(Source material):
---*---

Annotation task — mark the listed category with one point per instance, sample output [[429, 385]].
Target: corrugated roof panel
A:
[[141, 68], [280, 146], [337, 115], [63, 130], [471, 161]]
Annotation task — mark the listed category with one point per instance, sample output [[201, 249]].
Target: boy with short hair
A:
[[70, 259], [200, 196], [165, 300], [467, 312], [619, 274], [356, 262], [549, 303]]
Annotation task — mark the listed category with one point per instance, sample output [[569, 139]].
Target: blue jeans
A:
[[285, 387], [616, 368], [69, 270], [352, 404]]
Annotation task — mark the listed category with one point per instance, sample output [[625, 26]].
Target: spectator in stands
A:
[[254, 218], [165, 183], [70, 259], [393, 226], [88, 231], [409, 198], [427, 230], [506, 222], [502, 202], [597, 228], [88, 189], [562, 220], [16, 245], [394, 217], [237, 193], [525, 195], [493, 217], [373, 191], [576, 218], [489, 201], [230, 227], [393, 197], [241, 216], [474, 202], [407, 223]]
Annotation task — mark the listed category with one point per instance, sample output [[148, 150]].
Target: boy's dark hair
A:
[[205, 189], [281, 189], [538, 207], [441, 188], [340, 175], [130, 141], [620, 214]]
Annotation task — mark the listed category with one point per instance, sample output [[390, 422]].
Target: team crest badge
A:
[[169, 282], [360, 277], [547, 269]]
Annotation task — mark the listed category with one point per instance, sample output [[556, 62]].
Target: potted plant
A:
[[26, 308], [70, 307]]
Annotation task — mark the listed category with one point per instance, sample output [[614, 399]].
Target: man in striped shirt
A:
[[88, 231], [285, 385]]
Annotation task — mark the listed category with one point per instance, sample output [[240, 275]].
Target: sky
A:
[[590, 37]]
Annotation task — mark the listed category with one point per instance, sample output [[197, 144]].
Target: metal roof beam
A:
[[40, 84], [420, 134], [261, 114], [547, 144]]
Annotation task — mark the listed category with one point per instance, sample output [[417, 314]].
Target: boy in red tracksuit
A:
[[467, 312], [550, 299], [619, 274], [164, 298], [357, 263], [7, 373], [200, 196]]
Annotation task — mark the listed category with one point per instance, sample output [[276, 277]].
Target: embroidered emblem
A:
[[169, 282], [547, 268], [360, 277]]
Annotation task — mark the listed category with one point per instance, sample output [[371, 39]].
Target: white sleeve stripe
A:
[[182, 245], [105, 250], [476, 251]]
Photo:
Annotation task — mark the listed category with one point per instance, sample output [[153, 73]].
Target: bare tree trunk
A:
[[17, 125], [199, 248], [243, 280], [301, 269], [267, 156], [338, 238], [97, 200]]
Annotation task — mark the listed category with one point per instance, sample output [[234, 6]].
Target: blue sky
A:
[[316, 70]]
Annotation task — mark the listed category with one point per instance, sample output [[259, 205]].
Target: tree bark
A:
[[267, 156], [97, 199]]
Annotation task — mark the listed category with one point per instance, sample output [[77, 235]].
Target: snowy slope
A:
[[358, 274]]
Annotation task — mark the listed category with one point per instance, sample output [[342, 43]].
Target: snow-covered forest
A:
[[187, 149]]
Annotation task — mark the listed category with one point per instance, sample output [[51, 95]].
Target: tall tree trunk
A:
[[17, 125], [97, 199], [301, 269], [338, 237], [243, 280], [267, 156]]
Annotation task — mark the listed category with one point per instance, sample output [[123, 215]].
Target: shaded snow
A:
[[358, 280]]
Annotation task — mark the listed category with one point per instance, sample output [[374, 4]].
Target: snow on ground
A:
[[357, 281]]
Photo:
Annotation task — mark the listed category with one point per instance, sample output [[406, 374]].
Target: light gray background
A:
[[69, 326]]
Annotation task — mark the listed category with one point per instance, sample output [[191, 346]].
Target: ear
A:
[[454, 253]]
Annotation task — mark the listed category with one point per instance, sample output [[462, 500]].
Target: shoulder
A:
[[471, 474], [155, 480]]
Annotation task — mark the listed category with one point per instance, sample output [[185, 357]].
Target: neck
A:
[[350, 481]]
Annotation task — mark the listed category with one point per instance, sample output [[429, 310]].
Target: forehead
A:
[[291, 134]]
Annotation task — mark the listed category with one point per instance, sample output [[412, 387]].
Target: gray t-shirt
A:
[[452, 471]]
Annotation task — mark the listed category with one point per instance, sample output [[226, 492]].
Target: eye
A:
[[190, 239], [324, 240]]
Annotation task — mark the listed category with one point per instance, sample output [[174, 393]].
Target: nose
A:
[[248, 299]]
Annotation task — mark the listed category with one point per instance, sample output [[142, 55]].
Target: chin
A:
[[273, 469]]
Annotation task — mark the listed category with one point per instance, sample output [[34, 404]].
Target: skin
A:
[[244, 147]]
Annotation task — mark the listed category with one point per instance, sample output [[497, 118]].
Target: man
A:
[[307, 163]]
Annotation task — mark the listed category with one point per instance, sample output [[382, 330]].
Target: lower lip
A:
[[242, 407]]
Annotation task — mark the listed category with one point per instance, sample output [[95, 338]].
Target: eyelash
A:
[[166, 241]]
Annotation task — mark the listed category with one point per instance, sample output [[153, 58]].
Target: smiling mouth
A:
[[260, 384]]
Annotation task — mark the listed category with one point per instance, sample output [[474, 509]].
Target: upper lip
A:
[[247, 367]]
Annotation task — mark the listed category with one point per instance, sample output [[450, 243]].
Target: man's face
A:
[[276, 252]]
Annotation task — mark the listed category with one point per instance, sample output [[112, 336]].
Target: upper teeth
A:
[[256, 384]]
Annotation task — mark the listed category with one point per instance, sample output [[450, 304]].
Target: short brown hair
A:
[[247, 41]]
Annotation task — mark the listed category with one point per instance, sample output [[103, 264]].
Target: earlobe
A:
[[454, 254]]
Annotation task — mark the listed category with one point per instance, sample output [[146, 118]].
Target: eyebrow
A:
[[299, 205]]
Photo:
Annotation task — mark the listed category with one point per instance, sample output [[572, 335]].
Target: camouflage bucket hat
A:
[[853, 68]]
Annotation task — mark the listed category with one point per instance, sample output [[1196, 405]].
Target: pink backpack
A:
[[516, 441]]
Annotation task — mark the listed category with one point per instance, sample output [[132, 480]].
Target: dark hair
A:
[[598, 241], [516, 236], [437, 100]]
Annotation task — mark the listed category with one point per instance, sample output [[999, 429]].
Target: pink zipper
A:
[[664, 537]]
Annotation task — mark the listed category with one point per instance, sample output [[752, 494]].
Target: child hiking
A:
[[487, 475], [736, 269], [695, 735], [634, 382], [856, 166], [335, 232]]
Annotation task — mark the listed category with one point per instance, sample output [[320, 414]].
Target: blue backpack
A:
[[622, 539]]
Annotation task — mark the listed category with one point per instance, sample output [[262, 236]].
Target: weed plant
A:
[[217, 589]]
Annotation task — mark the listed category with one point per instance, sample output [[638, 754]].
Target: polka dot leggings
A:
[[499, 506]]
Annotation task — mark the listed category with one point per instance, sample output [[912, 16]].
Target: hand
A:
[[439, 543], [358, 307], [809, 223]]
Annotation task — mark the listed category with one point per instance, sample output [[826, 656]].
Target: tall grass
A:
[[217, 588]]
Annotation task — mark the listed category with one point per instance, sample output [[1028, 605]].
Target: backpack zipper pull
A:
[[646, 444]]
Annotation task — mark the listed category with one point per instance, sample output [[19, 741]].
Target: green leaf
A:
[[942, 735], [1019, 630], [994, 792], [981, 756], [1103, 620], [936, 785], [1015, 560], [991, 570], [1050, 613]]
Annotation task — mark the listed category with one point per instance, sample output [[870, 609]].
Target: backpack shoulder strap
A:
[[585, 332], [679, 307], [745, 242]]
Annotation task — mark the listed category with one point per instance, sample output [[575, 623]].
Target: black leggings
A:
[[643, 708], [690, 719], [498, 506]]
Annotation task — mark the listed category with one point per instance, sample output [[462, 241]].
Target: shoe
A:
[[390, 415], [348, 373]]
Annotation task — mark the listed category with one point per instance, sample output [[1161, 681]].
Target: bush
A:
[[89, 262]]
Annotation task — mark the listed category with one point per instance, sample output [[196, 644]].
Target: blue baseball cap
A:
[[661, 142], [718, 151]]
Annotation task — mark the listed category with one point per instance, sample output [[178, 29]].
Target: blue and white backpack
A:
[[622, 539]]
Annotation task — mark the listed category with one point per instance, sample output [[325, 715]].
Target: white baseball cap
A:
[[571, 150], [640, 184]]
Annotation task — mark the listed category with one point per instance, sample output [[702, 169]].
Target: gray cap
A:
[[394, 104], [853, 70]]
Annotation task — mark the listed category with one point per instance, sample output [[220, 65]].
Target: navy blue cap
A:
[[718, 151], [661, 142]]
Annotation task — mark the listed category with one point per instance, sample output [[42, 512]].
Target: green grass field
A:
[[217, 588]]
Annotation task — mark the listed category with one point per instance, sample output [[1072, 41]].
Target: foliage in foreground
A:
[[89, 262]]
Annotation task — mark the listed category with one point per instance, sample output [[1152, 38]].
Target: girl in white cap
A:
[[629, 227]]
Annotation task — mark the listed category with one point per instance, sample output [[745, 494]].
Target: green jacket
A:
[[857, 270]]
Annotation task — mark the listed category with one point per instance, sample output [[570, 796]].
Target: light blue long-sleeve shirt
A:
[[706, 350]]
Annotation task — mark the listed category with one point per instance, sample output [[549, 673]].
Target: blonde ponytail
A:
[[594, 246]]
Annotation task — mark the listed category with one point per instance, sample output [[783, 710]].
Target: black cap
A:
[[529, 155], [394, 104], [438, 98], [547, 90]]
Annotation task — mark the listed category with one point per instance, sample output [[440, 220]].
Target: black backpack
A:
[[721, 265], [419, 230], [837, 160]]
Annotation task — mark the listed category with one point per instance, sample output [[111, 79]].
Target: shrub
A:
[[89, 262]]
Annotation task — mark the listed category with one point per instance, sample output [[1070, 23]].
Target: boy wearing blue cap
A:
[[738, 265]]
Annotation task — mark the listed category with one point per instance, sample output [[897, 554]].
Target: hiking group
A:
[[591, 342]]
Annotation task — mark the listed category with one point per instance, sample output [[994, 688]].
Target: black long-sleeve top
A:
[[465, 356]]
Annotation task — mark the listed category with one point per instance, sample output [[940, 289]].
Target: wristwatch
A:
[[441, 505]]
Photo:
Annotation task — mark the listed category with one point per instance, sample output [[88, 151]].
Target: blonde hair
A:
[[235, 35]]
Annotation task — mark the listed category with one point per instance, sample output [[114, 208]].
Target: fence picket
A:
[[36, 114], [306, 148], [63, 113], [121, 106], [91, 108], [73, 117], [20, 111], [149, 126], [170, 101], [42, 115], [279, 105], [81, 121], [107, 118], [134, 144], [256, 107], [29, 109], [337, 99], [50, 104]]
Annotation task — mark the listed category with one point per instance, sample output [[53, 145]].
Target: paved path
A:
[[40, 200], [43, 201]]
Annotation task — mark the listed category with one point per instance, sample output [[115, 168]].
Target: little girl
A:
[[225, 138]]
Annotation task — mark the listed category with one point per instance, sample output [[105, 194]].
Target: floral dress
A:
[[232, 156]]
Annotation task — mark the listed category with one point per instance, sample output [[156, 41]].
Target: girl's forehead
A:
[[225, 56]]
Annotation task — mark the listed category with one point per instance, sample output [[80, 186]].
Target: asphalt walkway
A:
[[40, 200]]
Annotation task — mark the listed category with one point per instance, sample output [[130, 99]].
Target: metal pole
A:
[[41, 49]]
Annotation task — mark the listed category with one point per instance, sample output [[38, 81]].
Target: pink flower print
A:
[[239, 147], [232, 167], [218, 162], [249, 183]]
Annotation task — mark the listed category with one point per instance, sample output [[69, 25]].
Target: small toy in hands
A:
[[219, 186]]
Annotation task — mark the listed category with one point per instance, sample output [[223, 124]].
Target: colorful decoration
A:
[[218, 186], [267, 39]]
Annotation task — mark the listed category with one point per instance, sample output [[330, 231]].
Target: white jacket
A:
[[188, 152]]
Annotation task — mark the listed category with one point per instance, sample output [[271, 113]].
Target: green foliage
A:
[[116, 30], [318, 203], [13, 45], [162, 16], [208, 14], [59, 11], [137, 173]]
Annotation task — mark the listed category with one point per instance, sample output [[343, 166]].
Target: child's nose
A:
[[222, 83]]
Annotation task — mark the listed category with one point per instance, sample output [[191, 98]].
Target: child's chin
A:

---*---

(Set task): Retype the listing from the line containing "output [[112, 336]]." through the line containing "166], [335, 232]]", including both of those lines, with every character unchanged.

(Full output):
Annotation task — mark the listed category with one point per instance, sample output [[112, 336]].
Target: upper teeth
A:
[[256, 384]]
Annotation task — mark the listed category with one point per instance, sample output [[450, 304]].
Target: short brown hair
A:
[[247, 41]]
Annotation task — mark the listed category with one point per instance, sample output [[103, 264]].
Target: earlobe
A:
[[454, 254]]
Annotation task — mark the listed category with one point per instance, sample output [[146, 118]].
Target: eyebrow
A:
[[299, 205]]
Photo:
Annotation task — mark the listed category with one point per instance, sample output [[572, 335]].
Target: camouflage bucket hat
A:
[[853, 68]]
Annotation task — mark the listed category with one point per instance, sample output [[1196, 405]].
Target: pink backpack
A:
[[516, 441]]
Annotation task — mark the listed category with one point per instance, sample output [[132, 480]].
Target: dark hair
A:
[[598, 241], [516, 236], [437, 100]]
Annotation task — mark the listed category with one point per instance, sample output [[999, 429]].
Target: pink zipper
A:
[[664, 537]]
Annotation task — mark the listed category with one point per instance, sample output [[752, 494]].
Target: child hiking
A:
[[487, 475], [736, 269], [695, 735], [634, 382], [856, 166], [335, 232]]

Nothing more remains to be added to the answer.